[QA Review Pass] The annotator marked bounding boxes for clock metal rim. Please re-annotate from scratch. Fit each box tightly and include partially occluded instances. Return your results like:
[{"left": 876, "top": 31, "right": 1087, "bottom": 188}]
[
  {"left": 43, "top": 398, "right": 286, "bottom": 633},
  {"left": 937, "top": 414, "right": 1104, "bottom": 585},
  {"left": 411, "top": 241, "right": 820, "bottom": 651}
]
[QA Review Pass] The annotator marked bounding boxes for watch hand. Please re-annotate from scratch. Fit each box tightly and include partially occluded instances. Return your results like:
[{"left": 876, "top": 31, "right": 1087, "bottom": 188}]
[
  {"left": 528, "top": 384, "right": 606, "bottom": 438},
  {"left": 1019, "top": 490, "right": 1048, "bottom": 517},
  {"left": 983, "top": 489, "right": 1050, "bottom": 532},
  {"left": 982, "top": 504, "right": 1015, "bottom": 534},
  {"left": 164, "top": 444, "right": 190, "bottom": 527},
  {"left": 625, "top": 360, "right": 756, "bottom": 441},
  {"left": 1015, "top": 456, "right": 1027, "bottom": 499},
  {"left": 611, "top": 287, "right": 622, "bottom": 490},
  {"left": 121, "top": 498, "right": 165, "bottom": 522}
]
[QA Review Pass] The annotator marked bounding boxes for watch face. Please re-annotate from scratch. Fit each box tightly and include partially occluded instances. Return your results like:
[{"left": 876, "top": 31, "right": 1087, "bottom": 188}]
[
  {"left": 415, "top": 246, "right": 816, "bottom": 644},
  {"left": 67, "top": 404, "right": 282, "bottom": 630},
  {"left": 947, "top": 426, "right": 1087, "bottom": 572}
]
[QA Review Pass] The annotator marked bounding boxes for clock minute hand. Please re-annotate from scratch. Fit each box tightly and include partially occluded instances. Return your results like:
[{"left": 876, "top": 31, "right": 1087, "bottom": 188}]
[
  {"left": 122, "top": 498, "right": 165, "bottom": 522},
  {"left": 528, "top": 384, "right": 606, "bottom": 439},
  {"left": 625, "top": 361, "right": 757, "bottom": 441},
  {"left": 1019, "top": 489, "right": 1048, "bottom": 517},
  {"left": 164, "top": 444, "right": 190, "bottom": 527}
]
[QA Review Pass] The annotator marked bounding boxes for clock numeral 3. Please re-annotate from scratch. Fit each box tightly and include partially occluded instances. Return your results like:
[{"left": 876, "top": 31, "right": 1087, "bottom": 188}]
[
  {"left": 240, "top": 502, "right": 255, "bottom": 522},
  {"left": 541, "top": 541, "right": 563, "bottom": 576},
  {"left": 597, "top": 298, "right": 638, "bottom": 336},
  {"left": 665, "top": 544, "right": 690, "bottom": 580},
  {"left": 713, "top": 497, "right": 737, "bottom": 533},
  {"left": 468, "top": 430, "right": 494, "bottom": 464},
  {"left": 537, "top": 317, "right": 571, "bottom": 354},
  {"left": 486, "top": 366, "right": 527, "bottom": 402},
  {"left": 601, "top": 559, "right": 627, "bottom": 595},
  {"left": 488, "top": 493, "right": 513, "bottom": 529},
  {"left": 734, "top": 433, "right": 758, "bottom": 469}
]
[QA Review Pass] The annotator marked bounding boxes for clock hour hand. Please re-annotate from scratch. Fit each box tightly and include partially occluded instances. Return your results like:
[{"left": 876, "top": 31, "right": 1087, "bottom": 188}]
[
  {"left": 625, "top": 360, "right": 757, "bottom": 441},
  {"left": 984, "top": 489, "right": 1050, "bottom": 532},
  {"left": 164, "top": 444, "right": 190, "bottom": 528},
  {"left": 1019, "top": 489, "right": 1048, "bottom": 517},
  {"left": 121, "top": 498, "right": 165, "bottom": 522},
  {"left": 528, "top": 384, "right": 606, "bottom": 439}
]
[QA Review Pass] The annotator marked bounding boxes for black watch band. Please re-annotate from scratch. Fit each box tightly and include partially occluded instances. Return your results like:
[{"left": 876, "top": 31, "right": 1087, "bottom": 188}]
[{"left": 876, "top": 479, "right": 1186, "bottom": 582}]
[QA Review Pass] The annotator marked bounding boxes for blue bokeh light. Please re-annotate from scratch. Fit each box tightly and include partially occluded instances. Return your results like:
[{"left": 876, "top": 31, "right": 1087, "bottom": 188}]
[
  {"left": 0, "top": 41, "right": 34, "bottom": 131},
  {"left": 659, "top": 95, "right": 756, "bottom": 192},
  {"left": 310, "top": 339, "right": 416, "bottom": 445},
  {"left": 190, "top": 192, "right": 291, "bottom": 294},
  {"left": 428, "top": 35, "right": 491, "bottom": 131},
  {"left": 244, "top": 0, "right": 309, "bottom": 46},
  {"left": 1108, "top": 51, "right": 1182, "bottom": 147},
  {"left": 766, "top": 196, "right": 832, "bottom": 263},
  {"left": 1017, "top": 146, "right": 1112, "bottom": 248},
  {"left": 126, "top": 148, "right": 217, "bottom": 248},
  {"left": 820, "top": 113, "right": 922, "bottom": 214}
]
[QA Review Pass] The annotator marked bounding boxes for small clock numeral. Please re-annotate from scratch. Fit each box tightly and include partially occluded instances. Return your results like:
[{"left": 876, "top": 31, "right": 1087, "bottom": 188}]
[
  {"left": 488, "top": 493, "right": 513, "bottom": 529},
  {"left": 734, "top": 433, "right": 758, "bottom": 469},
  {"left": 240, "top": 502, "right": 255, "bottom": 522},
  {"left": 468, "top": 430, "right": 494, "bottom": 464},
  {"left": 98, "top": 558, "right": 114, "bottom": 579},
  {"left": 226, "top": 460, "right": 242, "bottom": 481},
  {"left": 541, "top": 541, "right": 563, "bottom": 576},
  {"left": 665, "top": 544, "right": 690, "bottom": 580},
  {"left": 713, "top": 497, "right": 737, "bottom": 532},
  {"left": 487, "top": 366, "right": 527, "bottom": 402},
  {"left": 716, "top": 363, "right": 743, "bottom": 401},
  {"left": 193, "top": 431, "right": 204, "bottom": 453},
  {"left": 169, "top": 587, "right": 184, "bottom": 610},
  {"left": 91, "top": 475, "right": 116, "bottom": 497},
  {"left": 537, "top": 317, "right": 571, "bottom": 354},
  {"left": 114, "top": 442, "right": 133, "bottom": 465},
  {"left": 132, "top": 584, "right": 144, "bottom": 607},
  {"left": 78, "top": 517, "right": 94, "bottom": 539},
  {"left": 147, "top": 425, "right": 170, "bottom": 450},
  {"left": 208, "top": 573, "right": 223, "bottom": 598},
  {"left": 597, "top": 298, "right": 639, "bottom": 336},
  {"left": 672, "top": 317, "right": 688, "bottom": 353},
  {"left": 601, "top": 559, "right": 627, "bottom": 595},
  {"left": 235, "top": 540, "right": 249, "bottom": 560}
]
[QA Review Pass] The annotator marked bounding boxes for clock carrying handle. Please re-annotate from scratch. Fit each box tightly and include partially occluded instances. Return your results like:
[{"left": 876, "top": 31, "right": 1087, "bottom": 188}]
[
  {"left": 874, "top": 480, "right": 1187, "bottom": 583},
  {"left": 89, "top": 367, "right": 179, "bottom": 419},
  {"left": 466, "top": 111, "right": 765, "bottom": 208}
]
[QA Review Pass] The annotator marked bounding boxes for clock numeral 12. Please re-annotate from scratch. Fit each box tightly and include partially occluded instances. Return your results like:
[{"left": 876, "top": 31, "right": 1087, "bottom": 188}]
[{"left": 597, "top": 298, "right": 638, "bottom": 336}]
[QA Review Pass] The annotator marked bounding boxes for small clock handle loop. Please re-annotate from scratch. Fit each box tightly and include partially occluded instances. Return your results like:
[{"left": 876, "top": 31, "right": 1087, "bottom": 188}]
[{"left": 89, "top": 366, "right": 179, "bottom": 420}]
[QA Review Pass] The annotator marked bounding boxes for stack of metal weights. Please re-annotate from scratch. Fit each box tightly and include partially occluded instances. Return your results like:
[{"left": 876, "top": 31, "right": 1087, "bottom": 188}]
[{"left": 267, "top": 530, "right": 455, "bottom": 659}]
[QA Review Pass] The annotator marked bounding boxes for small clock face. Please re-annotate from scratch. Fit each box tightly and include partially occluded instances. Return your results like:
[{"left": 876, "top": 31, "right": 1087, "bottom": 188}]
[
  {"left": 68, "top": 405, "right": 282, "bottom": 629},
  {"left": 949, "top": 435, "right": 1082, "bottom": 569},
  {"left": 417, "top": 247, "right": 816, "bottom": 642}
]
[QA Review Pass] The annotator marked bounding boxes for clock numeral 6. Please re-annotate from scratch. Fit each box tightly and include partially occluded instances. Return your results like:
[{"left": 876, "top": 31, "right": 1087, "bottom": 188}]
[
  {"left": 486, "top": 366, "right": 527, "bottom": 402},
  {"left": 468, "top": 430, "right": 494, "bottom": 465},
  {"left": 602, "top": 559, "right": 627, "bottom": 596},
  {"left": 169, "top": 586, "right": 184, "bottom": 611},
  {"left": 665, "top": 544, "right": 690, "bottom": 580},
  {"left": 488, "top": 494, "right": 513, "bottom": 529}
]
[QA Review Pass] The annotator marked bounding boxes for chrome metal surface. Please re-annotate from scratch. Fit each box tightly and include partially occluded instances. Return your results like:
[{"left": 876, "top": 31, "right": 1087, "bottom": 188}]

...

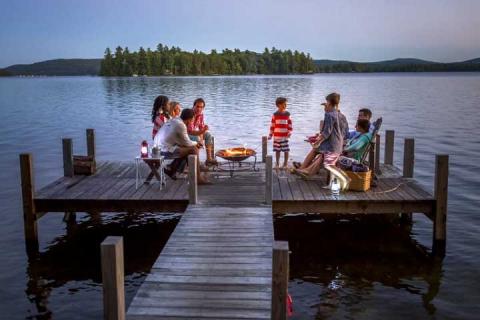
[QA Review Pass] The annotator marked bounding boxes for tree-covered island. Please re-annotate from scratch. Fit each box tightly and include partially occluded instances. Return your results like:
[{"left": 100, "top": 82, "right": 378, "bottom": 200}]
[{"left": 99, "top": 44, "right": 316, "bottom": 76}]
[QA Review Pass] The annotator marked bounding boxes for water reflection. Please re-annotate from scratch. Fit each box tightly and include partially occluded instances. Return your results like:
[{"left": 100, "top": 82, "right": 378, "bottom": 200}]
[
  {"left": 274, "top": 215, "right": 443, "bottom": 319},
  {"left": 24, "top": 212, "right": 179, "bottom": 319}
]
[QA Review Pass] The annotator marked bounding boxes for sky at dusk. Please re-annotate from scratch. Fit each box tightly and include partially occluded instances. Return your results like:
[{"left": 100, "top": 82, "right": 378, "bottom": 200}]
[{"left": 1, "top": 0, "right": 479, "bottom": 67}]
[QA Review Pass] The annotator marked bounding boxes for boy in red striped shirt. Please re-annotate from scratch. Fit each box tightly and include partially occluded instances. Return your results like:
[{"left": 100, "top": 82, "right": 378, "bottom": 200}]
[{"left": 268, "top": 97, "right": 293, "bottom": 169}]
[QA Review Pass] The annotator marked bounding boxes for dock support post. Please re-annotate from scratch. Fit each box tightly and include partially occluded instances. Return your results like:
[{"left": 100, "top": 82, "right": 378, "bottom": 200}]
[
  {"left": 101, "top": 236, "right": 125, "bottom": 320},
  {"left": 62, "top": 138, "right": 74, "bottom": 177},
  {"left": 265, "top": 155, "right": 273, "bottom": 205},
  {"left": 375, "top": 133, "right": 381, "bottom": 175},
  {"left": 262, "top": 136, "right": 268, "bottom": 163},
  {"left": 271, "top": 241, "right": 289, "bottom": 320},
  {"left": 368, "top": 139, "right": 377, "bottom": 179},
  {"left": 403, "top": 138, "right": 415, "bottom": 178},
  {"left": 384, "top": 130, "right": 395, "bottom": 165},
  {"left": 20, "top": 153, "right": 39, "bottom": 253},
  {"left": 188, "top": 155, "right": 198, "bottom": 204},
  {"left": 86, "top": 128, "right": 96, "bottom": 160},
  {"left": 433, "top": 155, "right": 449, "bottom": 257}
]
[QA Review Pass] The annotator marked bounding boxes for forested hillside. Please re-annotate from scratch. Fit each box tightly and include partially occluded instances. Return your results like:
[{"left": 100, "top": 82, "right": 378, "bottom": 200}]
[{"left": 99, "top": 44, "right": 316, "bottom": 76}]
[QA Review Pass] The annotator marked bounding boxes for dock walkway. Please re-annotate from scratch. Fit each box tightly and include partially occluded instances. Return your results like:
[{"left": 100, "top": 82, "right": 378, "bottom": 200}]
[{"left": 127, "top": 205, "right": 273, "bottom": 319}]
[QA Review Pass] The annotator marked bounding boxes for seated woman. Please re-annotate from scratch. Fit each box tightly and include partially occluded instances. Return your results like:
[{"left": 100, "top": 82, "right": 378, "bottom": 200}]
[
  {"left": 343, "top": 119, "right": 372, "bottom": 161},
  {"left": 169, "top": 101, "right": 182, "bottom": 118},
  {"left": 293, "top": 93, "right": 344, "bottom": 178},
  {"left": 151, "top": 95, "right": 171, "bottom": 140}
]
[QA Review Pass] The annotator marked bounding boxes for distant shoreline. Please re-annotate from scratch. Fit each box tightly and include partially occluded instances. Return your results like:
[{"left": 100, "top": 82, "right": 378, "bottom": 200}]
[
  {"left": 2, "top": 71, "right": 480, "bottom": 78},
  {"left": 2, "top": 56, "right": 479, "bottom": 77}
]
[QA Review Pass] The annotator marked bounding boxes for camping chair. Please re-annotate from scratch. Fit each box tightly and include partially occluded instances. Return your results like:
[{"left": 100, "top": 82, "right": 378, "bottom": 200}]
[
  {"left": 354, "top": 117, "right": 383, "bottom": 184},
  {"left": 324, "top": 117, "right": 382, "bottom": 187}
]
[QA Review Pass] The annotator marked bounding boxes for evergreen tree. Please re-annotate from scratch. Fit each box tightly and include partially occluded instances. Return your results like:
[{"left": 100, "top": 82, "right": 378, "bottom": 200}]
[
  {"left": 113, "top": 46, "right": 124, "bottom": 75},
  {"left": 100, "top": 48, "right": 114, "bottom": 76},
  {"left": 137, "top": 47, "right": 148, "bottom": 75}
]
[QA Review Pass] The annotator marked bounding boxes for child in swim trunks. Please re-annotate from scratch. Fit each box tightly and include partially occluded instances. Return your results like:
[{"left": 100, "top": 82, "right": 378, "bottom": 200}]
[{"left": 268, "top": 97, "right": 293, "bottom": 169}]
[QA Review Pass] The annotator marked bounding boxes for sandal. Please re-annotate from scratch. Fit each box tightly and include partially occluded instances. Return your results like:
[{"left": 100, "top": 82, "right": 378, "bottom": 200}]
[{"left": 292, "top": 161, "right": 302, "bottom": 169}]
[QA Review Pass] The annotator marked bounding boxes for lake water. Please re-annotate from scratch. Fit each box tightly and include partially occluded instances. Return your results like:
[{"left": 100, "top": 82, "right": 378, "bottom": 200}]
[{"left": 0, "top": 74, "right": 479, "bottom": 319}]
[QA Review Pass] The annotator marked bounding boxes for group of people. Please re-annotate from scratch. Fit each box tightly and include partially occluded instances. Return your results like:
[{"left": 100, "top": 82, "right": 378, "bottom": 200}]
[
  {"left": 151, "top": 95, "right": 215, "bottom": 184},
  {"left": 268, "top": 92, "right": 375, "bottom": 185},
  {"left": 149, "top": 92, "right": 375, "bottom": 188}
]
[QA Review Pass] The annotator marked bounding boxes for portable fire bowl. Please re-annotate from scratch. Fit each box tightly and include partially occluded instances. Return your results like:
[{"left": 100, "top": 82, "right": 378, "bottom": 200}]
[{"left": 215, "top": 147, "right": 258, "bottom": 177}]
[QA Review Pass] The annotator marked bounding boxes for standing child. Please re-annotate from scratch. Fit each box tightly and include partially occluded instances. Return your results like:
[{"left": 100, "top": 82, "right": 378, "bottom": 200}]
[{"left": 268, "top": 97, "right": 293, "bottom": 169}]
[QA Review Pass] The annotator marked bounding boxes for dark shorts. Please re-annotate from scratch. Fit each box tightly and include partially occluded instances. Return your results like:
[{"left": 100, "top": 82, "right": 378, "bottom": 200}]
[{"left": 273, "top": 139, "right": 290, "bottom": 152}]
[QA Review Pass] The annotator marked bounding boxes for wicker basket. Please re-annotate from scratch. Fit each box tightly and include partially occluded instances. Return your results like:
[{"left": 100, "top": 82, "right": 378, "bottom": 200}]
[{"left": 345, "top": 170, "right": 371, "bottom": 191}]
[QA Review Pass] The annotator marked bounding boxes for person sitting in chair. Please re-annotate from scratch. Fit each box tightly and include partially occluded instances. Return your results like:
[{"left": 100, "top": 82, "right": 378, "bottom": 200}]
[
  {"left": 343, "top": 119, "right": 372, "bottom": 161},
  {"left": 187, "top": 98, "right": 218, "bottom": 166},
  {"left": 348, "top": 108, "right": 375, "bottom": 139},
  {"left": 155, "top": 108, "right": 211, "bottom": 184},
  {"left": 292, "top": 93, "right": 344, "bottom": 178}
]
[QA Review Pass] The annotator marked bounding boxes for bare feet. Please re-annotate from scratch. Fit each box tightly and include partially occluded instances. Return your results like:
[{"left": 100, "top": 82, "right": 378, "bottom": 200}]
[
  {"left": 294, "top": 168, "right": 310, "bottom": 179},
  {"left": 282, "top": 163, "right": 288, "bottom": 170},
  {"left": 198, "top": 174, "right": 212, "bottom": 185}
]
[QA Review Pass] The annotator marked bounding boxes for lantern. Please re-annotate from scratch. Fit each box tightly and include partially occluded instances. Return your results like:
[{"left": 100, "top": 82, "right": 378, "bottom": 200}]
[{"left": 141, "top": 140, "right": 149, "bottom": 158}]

==

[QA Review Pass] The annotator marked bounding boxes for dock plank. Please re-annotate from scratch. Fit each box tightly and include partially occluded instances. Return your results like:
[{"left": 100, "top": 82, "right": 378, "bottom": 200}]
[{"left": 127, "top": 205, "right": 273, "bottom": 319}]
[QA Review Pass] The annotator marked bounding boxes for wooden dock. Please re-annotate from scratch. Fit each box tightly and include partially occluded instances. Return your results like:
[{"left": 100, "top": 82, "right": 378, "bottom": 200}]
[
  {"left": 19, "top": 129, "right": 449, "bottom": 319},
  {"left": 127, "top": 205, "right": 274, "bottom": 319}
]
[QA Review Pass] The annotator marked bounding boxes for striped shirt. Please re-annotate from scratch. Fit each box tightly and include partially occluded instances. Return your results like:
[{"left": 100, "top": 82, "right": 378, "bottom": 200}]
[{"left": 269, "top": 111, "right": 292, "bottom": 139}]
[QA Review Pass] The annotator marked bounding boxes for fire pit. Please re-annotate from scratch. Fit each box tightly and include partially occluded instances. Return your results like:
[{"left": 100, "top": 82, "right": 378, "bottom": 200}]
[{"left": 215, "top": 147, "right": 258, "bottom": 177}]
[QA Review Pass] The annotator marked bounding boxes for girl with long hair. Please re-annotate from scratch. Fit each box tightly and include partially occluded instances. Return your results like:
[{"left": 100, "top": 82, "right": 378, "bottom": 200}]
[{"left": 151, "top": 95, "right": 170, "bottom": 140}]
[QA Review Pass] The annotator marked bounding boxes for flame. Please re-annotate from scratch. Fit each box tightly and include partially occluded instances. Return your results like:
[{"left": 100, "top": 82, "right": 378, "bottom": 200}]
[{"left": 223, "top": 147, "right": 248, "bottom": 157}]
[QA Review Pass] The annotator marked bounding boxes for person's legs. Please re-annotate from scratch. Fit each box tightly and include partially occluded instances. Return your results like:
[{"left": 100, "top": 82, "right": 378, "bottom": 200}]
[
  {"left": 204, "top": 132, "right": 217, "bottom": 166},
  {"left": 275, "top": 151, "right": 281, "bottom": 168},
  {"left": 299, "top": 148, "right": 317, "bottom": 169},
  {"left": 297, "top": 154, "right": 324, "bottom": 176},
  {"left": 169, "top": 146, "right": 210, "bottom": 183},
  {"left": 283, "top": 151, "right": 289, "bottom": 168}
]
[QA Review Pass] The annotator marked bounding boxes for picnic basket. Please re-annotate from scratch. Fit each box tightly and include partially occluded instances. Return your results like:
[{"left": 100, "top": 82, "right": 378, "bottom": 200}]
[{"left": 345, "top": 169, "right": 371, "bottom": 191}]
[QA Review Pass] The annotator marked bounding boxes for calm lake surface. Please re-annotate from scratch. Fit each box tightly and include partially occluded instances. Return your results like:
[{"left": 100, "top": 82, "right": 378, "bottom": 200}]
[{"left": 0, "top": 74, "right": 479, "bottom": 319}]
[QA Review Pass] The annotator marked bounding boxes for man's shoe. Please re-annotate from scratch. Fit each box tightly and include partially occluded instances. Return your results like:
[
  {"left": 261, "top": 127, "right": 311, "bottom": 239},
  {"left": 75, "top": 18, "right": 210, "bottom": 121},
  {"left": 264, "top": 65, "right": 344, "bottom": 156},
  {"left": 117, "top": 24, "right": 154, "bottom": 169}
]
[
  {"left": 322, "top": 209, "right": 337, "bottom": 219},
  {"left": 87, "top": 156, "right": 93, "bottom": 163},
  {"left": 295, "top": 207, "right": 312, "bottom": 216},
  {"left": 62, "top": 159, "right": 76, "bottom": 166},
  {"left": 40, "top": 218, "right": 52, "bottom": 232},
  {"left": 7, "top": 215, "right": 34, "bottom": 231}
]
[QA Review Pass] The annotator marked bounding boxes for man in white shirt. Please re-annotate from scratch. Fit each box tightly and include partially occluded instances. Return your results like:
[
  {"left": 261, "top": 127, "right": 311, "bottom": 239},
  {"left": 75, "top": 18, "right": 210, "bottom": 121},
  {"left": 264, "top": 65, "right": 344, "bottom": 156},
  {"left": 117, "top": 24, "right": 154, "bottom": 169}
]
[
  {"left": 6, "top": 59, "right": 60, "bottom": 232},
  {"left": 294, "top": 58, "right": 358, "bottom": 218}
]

● What you are asked to do
Tell how many lines in the material above include the word "surface", giving the number only.

● Solution for this task
2